**Available records:**

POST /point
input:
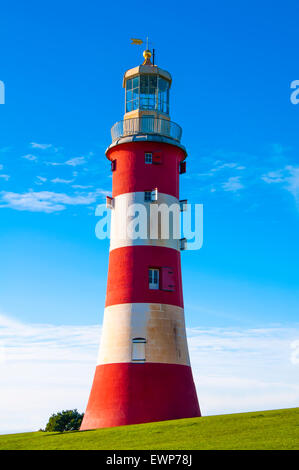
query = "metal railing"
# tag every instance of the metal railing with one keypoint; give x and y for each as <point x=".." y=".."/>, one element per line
<point x="146" y="125"/>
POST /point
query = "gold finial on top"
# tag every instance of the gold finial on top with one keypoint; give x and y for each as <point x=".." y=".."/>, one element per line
<point x="147" y="56"/>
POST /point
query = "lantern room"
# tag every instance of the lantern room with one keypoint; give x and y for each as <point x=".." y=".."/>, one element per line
<point x="147" y="90"/>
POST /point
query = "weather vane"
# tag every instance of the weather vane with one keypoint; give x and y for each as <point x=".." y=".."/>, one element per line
<point x="138" y="42"/>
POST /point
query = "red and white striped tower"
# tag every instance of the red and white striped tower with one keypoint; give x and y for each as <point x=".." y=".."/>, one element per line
<point x="143" y="372"/>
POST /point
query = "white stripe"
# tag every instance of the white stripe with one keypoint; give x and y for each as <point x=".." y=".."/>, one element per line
<point x="120" y="223"/>
<point x="161" y="325"/>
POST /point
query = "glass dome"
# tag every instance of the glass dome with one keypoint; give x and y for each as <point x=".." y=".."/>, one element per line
<point x="148" y="92"/>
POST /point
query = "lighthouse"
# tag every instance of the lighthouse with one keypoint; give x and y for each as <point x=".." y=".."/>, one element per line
<point x="143" y="372"/>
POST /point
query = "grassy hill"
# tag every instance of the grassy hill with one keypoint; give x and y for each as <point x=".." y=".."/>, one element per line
<point x="277" y="429"/>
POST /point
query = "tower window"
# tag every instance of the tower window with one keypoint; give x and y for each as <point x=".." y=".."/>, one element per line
<point x="138" y="349"/>
<point x="148" y="158"/>
<point x="153" y="278"/>
<point x="150" y="196"/>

**Task statement:** Copy out each line of the data above that contains the string "room".

**Output for this task:**
query = "lantern room"
# tag every instance of the lantern room with one keypoint; give x and y for each as <point x=".." y=".."/>, one element per line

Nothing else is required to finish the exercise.